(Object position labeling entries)
··········
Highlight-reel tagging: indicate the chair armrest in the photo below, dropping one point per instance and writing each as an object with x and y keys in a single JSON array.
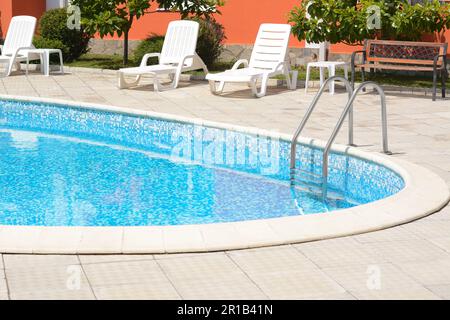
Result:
[
  {"x": 238, "y": 63},
  {"x": 148, "y": 56},
  {"x": 181, "y": 65},
  {"x": 355, "y": 53}
]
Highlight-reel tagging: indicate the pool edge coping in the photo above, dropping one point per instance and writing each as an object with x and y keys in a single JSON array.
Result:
[{"x": 424, "y": 193}]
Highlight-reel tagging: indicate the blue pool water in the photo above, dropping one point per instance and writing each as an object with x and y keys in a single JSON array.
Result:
[{"x": 63, "y": 166}]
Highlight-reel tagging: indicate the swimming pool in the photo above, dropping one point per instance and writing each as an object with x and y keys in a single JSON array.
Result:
[{"x": 68, "y": 166}]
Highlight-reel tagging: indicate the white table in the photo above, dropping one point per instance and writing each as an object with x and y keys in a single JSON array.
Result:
[
  {"x": 45, "y": 59},
  {"x": 330, "y": 66}
]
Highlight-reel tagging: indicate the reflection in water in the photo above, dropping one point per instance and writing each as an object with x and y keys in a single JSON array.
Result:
[{"x": 70, "y": 182}]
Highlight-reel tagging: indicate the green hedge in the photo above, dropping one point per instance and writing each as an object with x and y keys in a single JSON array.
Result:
[{"x": 209, "y": 44}]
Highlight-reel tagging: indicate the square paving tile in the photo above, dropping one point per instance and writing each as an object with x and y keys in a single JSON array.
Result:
[
  {"x": 157, "y": 290},
  {"x": 411, "y": 293},
  {"x": 412, "y": 250},
  {"x": 92, "y": 259},
  {"x": 442, "y": 291},
  {"x": 360, "y": 278},
  {"x": 272, "y": 259},
  {"x": 124, "y": 272},
  {"x": 45, "y": 279}
]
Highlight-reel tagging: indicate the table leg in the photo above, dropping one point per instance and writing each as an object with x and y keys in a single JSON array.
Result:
[{"x": 308, "y": 69}]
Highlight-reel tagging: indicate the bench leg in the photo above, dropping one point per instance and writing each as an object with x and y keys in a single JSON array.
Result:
[{"x": 434, "y": 84}]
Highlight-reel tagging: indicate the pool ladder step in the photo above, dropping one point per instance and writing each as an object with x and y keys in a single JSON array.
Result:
[{"x": 302, "y": 177}]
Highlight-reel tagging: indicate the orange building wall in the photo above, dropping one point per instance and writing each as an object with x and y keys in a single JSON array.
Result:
[{"x": 11, "y": 8}]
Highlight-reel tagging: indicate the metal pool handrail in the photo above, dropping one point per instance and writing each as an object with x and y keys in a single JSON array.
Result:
[
  {"x": 310, "y": 111},
  {"x": 348, "y": 110}
]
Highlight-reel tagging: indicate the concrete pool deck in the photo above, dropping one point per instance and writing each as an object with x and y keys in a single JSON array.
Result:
[{"x": 409, "y": 261}]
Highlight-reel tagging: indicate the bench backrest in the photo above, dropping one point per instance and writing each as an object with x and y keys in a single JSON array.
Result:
[{"x": 408, "y": 52}]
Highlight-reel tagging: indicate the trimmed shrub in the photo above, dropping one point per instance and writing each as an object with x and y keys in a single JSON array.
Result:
[
  {"x": 54, "y": 33},
  {"x": 209, "y": 44}
]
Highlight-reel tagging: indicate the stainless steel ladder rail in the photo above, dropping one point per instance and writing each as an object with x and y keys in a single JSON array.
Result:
[
  {"x": 348, "y": 110},
  {"x": 310, "y": 110}
]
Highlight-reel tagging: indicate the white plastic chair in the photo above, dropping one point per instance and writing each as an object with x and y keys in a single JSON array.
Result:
[
  {"x": 177, "y": 56},
  {"x": 18, "y": 38},
  {"x": 268, "y": 59}
]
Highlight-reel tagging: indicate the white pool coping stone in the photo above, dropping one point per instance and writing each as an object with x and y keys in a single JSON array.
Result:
[{"x": 424, "y": 193}]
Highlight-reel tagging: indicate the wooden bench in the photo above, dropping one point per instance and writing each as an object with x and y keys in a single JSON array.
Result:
[{"x": 404, "y": 56}]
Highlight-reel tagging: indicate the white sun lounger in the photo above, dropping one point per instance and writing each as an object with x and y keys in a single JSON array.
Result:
[
  {"x": 177, "y": 56},
  {"x": 268, "y": 59},
  {"x": 19, "y": 38}
]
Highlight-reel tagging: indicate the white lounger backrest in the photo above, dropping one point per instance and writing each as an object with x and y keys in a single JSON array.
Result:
[
  {"x": 271, "y": 46},
  {"x": 20, "y": 34},
  {"x": 180, "y": 41}
]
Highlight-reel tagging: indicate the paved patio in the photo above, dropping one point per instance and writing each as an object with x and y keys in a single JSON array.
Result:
[{"x": 411, "y": 261}]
··········
**To do:** Please express the stretch of the listing from the line containing "Highlight-reel tagging: indicate the white pool" through the end of the listing as a Markdown table with the columns Row and Line. Give each line its own numbered row and leave out blank lines.

**Task solution:**
| Row | Line |
|---|---|
| 1 | Highlight-reel tagging: indicate the white pool coping stone in the photo above, dropping one point per instance and writing each as an object with x and y keys in a single JSON array. |
| 2 | Result: |
| 3 | [{"x": 424, "y": 193}] |
| 4 | Highlight-reel tagging: indicate the wooden bench in the photo above, dropping one point per instance and writing each as an object with x and y keys in a single JSON array. |
| 5 | Result: |
| 6 | [{"x": 404, "y": 56}] |
| 7 | Highlight-reel tagging: indicate the white sun lounger in the photo above, dropping one point per instance and writing each as an object with x and y keys in a single JSON array. |
| 8 | Result: |
| 9 | [ |
| 10 |   {"x": 177, "y": 56}, |
| 11 |   {"x": 268, "y": 59}, |
| 12 |   {"x": 19, "y": 38} |
| 13 | ] |
| 14 | Highlight-reel tagging: indicate the white lounger backrest in the photo above, dropping one point per instance and writing each as an object with x and y keys in a single JSON array. |
| 15 | Result: |
| 16 | [ |
| 17 |   {"x": 271, "y": 46}, |
| 18 |   {"x": 20, "y": 34}, |
| 19 |   {"x": 180, "y": 41} |
| 20 | ] |
| 21 | Highlight-reel tagging: indicate the paved patio in the photo above, dropping one point per instance and writing each as an object with x and y keys in a single JSON array. |
| 22 | Result: |
| 23 | [{"x": 411, "y": 261}] |